## Records for the task
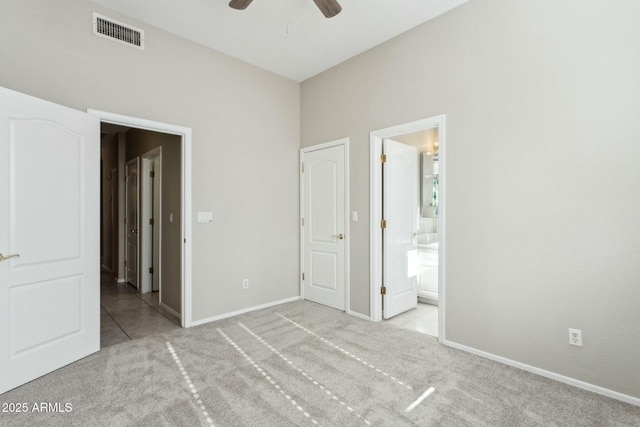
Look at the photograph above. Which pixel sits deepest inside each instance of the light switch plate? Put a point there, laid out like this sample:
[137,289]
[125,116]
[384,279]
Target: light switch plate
[205,216]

## The request
Transcribe the lines above word for word, leaving out the picture.

## Exercise answer
Look at the photograph above. Which pixel sits deepest inside each instance of the light switch plate? Put a point there, laid out like this sample:
[137,289]
[125,116]
[384,279]
Target: light switch plate
[205,216]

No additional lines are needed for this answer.